[Data lines start]

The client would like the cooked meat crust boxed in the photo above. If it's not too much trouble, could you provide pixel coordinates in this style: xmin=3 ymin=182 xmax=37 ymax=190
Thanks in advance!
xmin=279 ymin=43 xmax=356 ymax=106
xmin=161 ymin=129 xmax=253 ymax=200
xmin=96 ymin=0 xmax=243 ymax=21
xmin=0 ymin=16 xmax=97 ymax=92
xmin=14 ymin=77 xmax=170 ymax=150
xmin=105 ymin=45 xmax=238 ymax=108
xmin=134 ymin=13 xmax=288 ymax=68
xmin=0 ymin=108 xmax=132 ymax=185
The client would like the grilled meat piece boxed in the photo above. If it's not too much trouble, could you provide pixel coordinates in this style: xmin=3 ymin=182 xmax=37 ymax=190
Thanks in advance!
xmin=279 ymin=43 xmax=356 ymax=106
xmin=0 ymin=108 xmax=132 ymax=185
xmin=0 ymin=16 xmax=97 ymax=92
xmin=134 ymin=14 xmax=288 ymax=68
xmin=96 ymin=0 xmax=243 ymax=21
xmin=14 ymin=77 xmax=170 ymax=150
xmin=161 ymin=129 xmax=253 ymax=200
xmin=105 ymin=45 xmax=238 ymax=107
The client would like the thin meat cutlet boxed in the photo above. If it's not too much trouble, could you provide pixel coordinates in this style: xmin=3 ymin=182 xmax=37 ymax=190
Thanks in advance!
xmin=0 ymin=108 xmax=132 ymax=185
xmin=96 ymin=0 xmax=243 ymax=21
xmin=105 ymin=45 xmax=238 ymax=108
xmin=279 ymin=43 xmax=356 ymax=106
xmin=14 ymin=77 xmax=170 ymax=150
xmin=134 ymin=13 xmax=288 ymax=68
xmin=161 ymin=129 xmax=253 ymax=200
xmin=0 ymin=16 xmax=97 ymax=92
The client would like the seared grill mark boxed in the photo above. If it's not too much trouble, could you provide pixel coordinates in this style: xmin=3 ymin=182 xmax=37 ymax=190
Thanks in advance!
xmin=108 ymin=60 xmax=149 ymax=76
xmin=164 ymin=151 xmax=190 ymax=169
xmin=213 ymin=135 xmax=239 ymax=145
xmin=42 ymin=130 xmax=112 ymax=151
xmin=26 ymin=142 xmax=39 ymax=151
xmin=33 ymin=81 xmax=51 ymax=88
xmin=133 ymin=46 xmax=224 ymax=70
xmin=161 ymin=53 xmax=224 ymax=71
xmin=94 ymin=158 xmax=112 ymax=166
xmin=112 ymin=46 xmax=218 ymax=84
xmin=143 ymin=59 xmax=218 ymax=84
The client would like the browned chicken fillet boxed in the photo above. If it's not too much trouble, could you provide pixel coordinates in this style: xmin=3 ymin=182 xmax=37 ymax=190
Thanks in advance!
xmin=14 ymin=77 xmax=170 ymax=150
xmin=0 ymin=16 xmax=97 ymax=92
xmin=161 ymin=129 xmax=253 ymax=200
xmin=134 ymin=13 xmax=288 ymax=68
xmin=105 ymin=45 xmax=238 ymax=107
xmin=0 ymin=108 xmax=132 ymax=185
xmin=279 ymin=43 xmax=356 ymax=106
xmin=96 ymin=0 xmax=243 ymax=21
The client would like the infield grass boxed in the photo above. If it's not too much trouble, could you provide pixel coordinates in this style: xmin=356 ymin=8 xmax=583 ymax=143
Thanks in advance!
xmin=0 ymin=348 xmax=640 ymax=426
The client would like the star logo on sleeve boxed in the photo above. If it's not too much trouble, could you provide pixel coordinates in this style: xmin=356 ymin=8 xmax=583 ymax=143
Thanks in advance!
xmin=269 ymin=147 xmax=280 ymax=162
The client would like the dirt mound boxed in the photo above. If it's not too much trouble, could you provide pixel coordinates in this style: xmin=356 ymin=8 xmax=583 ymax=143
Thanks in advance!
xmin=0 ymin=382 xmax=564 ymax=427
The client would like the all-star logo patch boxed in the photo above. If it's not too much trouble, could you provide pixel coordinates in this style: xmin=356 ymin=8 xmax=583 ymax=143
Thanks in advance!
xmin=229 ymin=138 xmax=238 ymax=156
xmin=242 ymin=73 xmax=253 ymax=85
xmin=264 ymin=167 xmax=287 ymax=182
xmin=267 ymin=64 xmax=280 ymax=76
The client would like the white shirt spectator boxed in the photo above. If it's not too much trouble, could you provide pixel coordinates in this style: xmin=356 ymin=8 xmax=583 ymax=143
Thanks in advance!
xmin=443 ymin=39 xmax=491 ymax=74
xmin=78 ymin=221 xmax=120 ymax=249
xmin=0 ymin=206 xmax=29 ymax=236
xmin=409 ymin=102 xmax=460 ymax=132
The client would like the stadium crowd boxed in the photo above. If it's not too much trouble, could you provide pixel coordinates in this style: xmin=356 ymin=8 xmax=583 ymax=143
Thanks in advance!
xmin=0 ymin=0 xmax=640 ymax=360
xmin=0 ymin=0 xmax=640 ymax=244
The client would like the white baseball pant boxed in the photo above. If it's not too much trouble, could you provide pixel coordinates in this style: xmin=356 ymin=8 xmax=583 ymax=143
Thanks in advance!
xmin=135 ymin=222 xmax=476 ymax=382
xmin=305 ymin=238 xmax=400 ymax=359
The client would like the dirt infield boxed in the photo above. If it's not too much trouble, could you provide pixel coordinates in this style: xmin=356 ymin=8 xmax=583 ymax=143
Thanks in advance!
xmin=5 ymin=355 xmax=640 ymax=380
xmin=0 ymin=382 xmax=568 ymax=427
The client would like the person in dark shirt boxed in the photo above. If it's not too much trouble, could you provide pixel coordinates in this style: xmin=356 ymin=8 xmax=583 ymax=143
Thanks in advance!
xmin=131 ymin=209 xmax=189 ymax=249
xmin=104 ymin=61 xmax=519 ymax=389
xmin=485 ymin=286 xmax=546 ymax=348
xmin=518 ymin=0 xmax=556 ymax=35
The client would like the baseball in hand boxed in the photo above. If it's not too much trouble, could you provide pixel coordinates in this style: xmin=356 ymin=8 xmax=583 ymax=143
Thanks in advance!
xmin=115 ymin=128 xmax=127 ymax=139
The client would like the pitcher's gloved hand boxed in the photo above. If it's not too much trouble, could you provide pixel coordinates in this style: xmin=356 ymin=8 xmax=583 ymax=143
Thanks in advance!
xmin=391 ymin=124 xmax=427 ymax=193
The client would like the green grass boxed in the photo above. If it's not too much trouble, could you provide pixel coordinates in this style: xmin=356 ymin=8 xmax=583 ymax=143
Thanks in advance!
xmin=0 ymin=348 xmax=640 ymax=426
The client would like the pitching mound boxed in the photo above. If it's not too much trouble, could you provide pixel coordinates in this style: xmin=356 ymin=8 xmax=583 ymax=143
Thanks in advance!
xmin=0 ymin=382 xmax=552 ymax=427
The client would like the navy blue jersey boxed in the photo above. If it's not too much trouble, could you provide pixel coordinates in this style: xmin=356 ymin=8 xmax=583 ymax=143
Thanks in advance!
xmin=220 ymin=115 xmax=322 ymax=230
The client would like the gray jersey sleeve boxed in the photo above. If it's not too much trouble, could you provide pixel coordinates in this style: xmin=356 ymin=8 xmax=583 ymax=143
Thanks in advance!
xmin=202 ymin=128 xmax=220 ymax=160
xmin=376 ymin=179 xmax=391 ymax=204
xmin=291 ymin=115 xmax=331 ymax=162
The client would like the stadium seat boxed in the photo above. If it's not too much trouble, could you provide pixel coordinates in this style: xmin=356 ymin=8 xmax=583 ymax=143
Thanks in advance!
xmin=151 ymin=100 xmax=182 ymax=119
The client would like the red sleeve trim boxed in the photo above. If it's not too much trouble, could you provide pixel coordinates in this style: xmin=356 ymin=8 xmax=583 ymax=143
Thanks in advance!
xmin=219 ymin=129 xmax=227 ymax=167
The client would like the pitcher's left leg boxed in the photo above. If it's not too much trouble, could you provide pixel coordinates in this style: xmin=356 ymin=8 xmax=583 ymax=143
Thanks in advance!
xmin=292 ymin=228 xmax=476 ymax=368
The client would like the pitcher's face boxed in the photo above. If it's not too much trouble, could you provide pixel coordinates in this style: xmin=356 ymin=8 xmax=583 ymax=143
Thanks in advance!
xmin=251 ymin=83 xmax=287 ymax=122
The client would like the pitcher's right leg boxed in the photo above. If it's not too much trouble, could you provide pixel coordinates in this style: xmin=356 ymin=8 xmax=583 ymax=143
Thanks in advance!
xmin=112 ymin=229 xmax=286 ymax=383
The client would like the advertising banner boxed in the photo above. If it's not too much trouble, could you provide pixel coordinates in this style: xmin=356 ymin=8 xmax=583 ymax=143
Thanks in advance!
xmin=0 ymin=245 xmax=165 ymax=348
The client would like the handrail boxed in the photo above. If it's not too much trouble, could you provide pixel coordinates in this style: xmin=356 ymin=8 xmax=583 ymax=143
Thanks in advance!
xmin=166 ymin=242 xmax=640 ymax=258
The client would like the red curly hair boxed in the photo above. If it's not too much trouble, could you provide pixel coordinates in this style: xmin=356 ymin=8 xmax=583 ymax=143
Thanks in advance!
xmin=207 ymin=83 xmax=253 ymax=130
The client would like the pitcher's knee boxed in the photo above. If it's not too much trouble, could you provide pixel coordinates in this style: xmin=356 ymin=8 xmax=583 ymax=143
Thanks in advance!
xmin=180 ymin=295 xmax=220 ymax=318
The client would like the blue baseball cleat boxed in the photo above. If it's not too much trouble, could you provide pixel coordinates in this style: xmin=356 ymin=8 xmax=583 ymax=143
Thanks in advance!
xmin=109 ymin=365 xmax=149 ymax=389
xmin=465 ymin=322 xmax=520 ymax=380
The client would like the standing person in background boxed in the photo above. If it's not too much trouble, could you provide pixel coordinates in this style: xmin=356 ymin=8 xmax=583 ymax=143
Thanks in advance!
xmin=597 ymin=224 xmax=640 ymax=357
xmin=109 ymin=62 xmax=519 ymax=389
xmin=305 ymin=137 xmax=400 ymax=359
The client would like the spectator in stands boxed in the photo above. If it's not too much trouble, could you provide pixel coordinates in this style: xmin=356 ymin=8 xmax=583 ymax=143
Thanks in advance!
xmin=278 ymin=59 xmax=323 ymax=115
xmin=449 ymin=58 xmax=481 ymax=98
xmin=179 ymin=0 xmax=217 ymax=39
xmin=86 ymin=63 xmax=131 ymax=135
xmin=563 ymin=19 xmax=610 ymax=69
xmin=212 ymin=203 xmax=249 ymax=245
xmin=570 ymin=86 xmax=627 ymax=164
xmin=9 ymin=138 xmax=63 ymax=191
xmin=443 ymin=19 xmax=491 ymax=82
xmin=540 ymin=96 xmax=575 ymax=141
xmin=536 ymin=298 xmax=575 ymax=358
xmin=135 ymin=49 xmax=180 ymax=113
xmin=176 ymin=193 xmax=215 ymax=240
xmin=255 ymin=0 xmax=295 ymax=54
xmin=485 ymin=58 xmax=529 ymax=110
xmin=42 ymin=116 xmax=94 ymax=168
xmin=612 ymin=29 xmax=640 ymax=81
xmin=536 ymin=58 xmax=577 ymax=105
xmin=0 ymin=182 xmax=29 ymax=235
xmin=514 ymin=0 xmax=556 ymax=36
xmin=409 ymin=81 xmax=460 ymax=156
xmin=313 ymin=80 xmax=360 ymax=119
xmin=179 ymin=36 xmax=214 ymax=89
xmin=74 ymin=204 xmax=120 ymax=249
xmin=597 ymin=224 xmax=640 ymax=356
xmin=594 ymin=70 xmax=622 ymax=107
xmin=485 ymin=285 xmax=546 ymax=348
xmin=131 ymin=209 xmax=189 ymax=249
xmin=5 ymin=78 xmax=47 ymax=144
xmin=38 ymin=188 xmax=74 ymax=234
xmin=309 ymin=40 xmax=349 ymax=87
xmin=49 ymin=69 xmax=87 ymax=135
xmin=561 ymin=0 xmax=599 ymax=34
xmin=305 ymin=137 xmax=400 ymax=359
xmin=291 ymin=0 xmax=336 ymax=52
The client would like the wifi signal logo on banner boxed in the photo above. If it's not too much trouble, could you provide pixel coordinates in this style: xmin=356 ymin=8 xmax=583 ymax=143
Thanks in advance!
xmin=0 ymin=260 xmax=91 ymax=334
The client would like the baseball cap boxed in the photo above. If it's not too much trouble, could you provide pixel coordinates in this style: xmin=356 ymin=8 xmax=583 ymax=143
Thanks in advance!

[Data lines end]

→ Problem requirements: Rewrite the lines from the one with "The client would like the all-star" to the one with "xmin=305 ymin=238 xmax=400 ymax=359", both included, adding 148 to every number in the lines that hold only box coordinates. Keep all other lines in that span unchanged.

→ Reply:
The client would like the all-star logo patch boxed in the photo above. If it's not too much trouble, could you provide pixel coordinates in this style: xmin=356 ymin=8 xmax=583 ymax=143
Thanks in advance!
xmin=377 ymin=286 xmax=386 ymax=304
xmin=390 ymin=221 xmax=401 ymax=233
xmin=412 ymin=315 xmax=435 ymax=330
xmin=415 ymin=212 xmax=428 ymax=224
The client would like the white shirt spectator boxed in the photo above. If it's not too much trouble, could you provide pixel coordinates in this style: xmin=356 ymin=8 xmax=583 ymax=143
Thanks in advance!
xmin=591 ymin=187 xmax=639 ymax=222
xmin=226 ymin=369 xmax=268 ymax=397
xmin=148 ymin=354 xmax=177 ymax=384
xmin=557 ymin=250 xmax=608 ymax=280
The client would like the stadium crowd boxed in the photo above. If it's not too much trouble, could you provide pixel coordinates in this style: xmin=356 ymin=8 xmax=583 ymax=143
Thanks in advance!
xmin=148 ymin=148 xmax=788 ymax=508
xmin=148 ymin=148 xmax=788 ymax=392
The client would like the white baseball pant boxed in the photo above. If it's not too much trouble, could you provide pixel coordinates in this style: xmin=356 ymin=8 xmax=583 ymax=143
Thanks in advance!
xmin=283 ymin=370 xmax=624 ymax=530
xmin=453 ymin=386 xmax=548 ymax=507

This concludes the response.